◆ **What the task requires**
Find every line in the listing that contains the string "glass" and copy each of those lines.

───── Given records

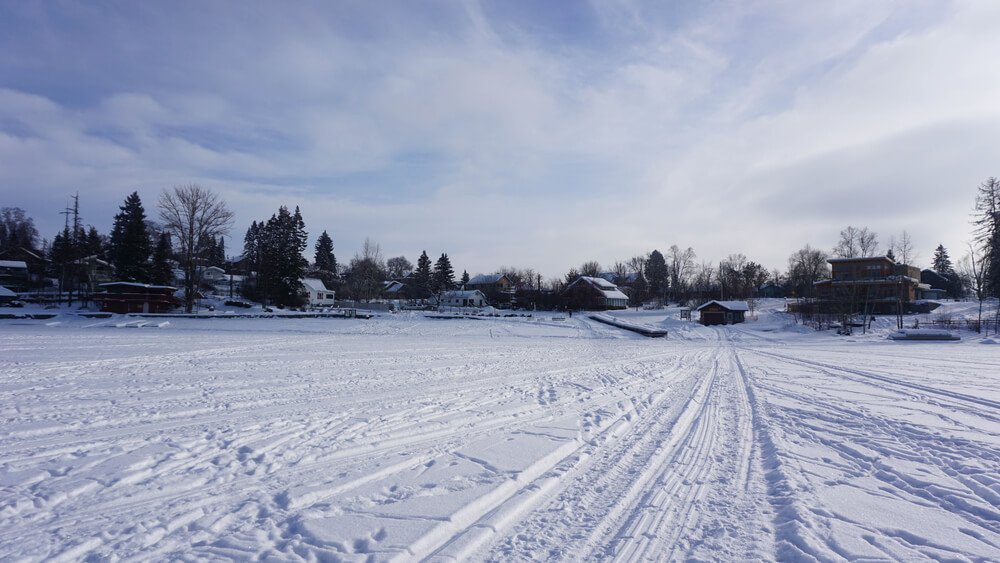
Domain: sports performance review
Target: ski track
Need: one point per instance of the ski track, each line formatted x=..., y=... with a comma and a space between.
x=490, y=439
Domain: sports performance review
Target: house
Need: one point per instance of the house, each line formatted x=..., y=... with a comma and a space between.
x=213, y=274
x=14, y=275
x=395, y=289
x=38, y=265
x=722, y=312
x=7, y=296
x=463, y=298
x=131, y=297
x=596, y=294
x=870, y=285
x=497, y=288
x=319, y=295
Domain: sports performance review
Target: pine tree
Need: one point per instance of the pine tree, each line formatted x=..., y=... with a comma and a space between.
x=94, y=243
x=444, y=275
x=942, y=262
x=279, y=244
x=129, y=242
x=657, y=275
x=422, y=276
x=161, y=271
x=325, y=260
x=987, y=224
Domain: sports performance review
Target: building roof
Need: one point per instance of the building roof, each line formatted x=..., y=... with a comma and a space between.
x=137, y=285
x=729, y=305
x=315, y=284
x=607, y=288
x=860, y=259
x=461, y=294
x=484, y=279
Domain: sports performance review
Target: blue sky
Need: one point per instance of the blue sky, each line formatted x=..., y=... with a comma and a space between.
x=534, y=134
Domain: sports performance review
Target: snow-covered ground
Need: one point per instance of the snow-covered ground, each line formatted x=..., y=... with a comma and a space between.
x=504, y=439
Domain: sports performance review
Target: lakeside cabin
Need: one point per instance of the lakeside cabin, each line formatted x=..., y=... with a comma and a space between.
x=131, y=297
x=722, y=312
x=319, y=294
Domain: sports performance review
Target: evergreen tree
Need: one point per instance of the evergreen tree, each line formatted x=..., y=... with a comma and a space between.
x=161, y=271
x=17, y=229
x=129, y=243
x=95, y=244
x=639, y=288
x=657, y=275
x=444, y=275
x=987, y=224
x=219, y=258
x=422, y=276
x=279, y=245
x=325, y=260
x=942, y=262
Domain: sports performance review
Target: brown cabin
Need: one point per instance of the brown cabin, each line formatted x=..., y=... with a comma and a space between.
x=129, y=297
x=722, y=312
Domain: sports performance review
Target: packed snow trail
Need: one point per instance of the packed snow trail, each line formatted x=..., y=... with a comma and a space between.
x=501, y=439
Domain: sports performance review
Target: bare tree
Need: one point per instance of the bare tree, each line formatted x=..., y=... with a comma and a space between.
x=807, y=266
x=972, y=268
x=901, y=249
x=591, y=268
x=620, y=270
x=637, y=263
x=193, y=215
x=398, y=267
x=367, y=271
x=856, y=243
x=680, y=263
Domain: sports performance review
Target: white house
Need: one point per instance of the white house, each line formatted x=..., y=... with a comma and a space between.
x=213, y=275
x=319, y=295
x=463, y=298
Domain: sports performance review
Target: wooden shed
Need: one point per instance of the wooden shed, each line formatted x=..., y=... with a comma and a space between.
x=722, y=312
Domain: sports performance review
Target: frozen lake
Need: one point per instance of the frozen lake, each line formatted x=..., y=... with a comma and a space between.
x=505, y=439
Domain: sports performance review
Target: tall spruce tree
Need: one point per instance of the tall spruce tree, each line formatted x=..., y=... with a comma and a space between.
x=325, y=260
x=162, y=271
x=422, y=276
x=657, y=275
x=987, y=224
x=129, y=242
x=444, y=275
x=942, y=262
x=280, y=244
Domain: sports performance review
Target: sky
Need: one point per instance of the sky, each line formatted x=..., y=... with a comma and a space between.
x=535, y=134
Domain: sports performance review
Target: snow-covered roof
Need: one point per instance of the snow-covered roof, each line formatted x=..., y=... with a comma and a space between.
x=461, y=294
x=860, y=259
x=608, y=289
x=483, y=279
x=315, y=284
x=137, y=284
x=731, y=305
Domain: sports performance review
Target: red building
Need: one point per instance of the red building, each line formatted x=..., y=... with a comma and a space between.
x=129, y=297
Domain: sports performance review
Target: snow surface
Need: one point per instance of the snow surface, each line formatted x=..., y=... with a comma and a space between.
x=502, y=439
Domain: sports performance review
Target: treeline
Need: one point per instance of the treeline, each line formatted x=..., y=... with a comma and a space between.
x=192, y=222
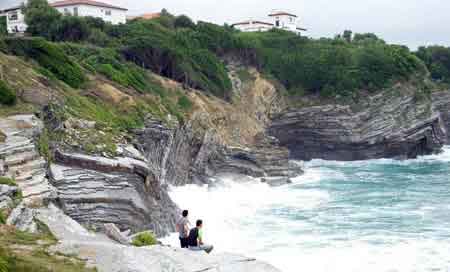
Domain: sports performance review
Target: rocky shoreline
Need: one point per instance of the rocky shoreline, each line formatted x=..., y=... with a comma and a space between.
x=386, y=126
x=130, y=189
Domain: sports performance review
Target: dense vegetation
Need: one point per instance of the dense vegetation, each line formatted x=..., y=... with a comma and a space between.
x=144, y=239
x=7, y=95
x=3, y=30
x=193, y=53
x=437, y=59
x=50, y=57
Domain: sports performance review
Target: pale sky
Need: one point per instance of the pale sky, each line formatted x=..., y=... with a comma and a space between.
x=408, y=22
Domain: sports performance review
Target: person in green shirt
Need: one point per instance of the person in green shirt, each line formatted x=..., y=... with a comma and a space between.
x=195, y=239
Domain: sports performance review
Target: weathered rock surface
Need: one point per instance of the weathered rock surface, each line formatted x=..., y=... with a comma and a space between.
x=123, y=191
x=180, y=156
x=266, y=160
x=7, y=194
x=108, y=256
x=388, y=126
x=20, y=159
x=22, y=218
x=441, y=104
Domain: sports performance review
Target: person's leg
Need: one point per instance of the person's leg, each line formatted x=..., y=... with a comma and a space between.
x=207, y=248
x=184, y=243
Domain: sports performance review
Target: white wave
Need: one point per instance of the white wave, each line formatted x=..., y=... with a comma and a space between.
x=444, y=156
x=289, y=227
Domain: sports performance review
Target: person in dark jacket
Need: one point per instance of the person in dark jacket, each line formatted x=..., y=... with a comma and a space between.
x=183, y=225
x=195, y=239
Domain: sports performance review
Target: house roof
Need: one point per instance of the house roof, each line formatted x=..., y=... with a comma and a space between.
x=84, y=2
x=146, y=16
x=281, y=13
x=10, y=9
x=252, y=22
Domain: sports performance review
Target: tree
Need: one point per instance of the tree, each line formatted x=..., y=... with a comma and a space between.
x=184, y=22
x=40, y=18
x=347, y=35
x=70, y=28
x=3, y=29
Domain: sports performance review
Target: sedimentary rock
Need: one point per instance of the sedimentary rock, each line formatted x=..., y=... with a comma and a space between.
x=96, y=190
x=7, y=194
x=441, y=104
x=20, y=158
x=22, y=218
x=108, y=256
x=386, y=126
x=266, y=160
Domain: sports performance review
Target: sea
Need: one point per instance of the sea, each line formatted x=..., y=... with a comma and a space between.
x=376, y=215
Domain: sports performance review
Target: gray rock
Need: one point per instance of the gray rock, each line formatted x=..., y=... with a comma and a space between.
x=108, y=256
x=441, y=104
x=115, y=234
x=7, y=194
x=385, y=126
x=22, y=218
x=122, y=191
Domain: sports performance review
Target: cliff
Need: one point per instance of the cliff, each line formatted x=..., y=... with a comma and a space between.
x=395, y=124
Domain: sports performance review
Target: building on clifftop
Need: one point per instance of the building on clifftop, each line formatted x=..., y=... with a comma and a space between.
x=276, y=19
x=15, y=19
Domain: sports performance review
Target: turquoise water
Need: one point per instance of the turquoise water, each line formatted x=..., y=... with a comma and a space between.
x=377, y=215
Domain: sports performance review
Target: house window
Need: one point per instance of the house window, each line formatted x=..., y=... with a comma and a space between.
x=13, y=16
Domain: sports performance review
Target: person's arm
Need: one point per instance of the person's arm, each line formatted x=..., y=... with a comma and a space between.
x=200, y=237
x=186, y=230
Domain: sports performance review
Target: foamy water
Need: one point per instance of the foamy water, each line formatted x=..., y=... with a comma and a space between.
x=377, y=215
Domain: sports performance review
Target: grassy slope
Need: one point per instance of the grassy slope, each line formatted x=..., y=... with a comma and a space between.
x=24, y=252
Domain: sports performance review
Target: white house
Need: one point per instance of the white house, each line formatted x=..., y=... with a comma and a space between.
x=109, y=13
x=15, y=20
x=276, y=19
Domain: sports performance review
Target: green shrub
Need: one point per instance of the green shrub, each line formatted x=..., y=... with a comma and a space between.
x=7, y=95
x=41, y=18
x=144, y=239
x=2, y=217
x=71, y=28
x=437, y=60
x=7, y=181
x=184, y=103
x=3, y=28
x=49, y=56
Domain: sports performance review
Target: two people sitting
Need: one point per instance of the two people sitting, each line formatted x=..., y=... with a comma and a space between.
x=192, y=239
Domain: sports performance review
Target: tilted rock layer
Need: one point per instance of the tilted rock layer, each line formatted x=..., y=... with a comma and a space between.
x=123, y=191
x=386, y=126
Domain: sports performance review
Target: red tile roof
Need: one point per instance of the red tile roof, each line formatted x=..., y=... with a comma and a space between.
x=84, y=2
x=281, y=13
x=253, y=22
x=146, y=16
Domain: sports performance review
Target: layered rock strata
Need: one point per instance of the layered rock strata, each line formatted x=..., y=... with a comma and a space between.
x=124, y=191
x=396, y=126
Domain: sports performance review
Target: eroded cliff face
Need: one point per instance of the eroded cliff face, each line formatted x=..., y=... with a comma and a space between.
x=221, y=138
x=387, y=125
x=441, y=104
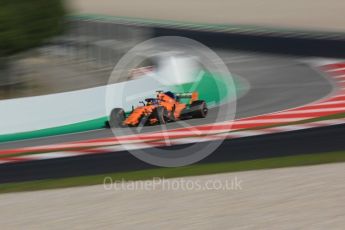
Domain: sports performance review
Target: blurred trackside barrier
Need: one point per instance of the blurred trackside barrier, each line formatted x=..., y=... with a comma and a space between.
x=226, y=37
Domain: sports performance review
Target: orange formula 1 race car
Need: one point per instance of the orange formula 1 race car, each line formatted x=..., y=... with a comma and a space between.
x=166, y=107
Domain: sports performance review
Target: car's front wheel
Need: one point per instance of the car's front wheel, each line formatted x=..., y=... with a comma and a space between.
x=159, y=113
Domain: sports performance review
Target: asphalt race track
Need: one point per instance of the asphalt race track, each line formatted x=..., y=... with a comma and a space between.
x=276, y=83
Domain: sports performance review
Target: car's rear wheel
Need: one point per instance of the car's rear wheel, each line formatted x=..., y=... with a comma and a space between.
x=159, y=113
x=117, y=116
x=198, y=109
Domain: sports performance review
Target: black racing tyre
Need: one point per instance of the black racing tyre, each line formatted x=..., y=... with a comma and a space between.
x=159, y=113
x=198, y=109
x=117, y=116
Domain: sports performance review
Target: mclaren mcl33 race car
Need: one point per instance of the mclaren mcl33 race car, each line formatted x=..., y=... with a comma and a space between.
x=166, y=107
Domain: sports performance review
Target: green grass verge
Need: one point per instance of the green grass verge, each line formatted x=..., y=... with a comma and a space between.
x=192, y=170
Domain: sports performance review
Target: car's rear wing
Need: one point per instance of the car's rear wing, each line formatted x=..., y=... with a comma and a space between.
x=192, y=95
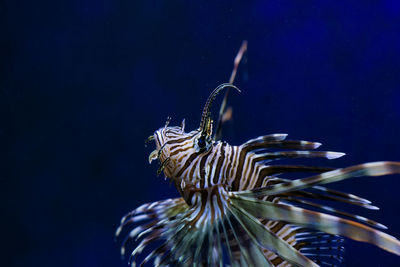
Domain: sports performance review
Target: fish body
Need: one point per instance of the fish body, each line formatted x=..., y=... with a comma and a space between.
x=235, y=208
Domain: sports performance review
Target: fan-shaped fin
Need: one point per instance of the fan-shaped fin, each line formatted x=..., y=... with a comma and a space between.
x=319, y=221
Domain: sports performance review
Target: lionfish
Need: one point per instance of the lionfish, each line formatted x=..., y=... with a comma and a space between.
x=235, y=210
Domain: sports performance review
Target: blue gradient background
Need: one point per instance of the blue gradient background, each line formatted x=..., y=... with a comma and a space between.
x=83, y=83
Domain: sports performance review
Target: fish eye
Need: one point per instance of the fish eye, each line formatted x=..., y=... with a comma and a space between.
x=201, y=142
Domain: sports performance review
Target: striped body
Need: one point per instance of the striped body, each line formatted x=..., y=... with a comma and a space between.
x=236, y=210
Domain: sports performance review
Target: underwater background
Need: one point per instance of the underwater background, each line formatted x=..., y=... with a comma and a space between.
x=84, y=83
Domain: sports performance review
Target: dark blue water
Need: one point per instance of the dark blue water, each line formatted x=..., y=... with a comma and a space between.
x=83, y=83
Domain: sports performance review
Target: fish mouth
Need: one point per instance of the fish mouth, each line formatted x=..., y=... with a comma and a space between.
x=153, y=155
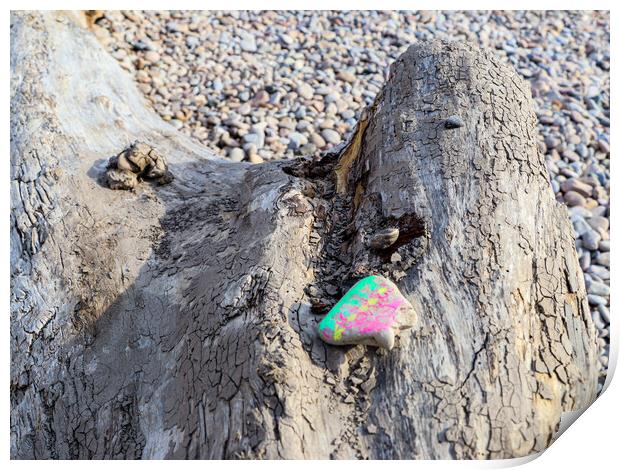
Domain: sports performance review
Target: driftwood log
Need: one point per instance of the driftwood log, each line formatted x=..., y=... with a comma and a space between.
x=179, y=320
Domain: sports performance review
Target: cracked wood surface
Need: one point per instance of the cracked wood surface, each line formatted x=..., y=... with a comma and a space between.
x=180, y=321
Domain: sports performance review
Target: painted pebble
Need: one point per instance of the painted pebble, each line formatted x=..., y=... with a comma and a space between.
x=454, y=122
x=372, y=312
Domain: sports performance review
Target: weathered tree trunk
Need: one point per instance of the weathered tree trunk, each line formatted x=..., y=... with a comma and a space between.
x=179, y=321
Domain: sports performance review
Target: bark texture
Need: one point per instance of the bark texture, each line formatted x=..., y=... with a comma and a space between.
x=179, y=321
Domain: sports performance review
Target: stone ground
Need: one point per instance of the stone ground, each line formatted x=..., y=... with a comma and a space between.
x=268, y=85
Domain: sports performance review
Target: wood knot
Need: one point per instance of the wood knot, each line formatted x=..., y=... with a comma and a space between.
x=384, y=238
x=454, y=122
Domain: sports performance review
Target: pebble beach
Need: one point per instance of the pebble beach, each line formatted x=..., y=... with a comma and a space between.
x=264, y=85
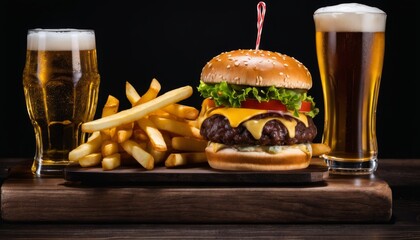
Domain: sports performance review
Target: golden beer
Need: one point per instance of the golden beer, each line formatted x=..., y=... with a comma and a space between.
x=350, y=51
x=61, y=83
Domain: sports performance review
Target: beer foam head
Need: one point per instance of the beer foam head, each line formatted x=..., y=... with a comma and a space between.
x=60, y=39
x=349, y=17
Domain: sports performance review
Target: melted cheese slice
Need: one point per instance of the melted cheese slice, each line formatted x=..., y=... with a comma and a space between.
x=237, y=116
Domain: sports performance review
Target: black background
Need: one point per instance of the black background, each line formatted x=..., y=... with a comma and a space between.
x=172, y=40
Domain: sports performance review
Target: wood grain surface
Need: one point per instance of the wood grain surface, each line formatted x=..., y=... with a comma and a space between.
x=338, y=199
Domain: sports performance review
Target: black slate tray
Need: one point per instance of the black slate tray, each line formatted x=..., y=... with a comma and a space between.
x=193, y=175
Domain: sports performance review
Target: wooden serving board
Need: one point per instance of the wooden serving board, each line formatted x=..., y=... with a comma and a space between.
x=336, y=199
x=201, y=174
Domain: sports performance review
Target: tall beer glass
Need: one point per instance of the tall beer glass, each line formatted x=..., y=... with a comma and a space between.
x=61, y=83
x=350, y=42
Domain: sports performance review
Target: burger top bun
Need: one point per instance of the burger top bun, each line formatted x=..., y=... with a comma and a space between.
x=257, y=68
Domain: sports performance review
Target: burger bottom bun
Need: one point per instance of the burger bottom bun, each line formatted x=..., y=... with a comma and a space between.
x=231, y=159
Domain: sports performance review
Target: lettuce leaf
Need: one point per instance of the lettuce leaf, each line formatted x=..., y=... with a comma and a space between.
x=230, y=95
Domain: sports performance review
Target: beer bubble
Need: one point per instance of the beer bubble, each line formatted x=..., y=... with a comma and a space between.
x=350, y=17
x=65, y=39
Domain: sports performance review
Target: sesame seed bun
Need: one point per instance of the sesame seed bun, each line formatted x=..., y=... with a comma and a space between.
x=232, y=159
x=257, y=68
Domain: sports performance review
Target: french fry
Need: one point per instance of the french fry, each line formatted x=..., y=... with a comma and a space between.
x=90, y=160
x=109, y=147
x=92, y=145
x=179, y=159
x=182, y=111
x=174, y=126
x=158, y=156
x=153, y=134
x=131, y=93
x=124, y=132
x=139, y=111
x=189, y=144
x=140, y=135
x=319, y=149
x=143, y=157
x=111, y=107
x=151, y=93
x=111, y=162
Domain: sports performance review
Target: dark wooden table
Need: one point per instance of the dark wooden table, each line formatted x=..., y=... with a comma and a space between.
x=402, y=175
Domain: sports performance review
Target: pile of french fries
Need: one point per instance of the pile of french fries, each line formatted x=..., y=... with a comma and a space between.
x=155, y=130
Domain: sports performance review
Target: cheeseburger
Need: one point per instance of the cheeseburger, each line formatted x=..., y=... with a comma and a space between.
x=256, y=113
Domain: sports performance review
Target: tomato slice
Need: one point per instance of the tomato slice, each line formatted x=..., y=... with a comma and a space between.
x=273, y=105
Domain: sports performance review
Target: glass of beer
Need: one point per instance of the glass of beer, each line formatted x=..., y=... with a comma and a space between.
x=350, y=43
x=61, y=84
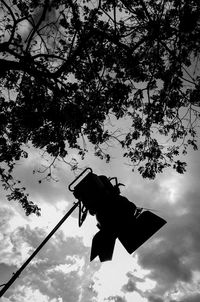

──────────

◆ **Solution for this exercise**
Target: tall beer glass
Need: one point per instance of the tall beer glass, each line formatted x=..., y=... with a comma and a space between.
Target: glass of beer
Need: one point per instance of the glass of beer, each line formatted x=..., y=... with a comma and a space between.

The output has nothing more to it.